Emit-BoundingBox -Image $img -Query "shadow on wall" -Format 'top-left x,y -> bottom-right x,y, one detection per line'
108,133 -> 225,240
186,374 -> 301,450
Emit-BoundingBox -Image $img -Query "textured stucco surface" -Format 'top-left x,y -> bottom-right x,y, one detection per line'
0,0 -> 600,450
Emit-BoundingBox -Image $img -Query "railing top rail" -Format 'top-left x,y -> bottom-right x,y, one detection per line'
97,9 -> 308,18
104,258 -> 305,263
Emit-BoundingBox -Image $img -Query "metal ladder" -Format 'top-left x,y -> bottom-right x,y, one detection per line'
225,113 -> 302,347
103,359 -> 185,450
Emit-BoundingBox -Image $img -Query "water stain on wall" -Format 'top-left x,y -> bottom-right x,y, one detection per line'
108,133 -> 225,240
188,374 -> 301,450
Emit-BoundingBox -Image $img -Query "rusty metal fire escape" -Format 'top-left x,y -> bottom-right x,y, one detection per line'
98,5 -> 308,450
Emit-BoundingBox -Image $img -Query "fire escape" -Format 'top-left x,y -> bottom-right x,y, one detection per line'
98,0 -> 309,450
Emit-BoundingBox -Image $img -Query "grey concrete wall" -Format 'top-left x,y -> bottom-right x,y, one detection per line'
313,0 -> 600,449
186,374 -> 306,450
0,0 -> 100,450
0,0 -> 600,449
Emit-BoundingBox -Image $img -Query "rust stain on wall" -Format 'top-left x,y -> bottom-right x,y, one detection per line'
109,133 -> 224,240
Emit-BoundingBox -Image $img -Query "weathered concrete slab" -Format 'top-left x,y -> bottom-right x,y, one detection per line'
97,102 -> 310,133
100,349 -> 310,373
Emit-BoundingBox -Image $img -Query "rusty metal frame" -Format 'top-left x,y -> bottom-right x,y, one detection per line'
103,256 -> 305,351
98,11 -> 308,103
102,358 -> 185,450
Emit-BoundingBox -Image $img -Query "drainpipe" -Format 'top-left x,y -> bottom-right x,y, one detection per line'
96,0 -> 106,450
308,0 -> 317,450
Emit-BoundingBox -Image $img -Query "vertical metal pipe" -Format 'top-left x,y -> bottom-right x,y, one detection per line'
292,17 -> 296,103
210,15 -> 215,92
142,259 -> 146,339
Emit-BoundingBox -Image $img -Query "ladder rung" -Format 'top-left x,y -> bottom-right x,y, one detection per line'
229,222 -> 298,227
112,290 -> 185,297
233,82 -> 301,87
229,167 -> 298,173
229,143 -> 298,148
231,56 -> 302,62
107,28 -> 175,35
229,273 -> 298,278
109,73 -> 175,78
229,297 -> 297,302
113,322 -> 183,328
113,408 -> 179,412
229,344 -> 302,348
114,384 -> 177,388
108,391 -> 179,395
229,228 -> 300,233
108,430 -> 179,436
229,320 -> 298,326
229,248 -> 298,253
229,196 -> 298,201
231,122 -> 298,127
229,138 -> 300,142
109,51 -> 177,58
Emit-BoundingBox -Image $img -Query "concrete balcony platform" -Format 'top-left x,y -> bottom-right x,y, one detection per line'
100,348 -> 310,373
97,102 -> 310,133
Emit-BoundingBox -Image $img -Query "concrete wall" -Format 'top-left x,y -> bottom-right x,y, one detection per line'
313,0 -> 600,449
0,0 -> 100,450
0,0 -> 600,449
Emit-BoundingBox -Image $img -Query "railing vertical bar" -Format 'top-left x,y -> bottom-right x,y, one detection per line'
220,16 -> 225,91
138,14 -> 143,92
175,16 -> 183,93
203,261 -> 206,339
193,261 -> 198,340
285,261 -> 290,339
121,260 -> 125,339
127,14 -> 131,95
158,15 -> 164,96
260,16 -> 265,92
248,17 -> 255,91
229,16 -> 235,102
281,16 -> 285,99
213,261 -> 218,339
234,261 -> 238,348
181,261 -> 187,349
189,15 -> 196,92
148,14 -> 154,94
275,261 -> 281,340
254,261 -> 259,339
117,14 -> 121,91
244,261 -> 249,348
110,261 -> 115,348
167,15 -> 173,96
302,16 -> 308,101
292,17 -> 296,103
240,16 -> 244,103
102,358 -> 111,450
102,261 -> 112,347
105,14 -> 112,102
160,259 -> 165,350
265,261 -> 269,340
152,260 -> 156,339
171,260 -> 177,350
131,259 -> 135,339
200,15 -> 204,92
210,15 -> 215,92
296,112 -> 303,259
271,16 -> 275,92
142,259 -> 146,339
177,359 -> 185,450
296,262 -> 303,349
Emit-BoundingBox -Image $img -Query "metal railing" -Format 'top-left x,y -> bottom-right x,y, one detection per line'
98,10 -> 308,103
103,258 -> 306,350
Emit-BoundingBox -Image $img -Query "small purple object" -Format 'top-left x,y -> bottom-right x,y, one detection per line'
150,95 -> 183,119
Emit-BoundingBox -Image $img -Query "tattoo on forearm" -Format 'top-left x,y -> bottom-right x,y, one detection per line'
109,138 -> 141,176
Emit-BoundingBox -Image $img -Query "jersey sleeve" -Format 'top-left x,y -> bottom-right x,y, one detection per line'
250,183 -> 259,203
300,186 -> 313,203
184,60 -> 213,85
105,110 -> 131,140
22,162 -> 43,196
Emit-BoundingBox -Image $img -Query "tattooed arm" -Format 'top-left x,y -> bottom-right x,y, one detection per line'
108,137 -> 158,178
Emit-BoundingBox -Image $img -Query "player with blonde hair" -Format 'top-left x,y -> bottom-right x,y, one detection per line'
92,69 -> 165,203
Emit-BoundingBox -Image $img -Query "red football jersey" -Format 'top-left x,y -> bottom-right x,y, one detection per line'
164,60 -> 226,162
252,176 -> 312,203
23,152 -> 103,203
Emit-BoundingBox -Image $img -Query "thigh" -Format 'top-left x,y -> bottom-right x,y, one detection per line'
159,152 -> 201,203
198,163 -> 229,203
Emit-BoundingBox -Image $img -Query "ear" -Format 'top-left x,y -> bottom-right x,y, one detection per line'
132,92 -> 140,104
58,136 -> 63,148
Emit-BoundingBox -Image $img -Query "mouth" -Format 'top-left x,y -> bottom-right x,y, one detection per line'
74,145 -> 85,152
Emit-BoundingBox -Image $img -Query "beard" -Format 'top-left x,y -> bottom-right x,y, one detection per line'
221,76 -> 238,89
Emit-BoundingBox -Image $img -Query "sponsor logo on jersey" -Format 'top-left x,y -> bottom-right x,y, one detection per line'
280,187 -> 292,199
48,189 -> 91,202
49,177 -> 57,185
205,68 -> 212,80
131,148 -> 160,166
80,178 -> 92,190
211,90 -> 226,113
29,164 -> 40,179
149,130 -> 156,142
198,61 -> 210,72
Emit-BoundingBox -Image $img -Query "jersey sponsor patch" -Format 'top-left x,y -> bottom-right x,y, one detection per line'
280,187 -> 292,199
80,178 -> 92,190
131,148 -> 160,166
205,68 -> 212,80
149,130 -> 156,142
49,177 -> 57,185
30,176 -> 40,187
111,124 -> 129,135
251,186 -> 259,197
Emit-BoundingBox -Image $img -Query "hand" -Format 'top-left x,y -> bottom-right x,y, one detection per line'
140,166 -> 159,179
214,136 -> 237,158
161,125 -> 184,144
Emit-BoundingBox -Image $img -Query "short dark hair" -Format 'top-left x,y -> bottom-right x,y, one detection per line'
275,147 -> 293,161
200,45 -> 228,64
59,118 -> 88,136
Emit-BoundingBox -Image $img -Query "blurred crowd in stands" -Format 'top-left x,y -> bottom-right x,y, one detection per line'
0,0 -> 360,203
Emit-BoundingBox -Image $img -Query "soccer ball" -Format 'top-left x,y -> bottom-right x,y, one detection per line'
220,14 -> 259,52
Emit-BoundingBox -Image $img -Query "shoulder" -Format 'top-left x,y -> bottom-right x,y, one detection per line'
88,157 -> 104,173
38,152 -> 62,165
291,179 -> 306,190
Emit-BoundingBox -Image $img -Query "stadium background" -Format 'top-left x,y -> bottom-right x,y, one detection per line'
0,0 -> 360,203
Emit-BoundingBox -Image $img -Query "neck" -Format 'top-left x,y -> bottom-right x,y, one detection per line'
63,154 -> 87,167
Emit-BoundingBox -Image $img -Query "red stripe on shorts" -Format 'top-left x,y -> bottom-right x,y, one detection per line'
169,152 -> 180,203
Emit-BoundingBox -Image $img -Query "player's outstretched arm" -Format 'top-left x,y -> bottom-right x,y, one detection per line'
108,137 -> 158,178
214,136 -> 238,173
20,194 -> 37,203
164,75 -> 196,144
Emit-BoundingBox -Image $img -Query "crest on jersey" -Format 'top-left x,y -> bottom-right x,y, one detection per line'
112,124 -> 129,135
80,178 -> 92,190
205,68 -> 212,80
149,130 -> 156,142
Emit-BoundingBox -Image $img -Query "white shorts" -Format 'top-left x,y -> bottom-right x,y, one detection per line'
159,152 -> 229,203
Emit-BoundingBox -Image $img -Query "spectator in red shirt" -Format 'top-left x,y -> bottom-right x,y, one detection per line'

# Request:
Please rewrite the records from the first line up to and including the line with "104,258 -> 305,263", keeping the requests unchanged and shifting every coordinate in the answers up by 83.

# Exercise result:
Emit-BoundingBox -Image $img -Query "shadow on wall" -Format 'top-left x,y -> bottom-right x,y, one detection per line'
191,216 -> 308,323
269,457 -> 384,533
Emit-BoundingBox -Image $img -Query "textured stucco surface" -Format 'top-left x,y -> bottom-right x,y, one detection per line'
83,83 -> 683,533
Emit-BoundingBox -Image $img -Query "railing top rail" -Format 'top-left x,y -> bottom-right x,y, one detection per line'
180,92 -> 391,101
187,341 -> 388,346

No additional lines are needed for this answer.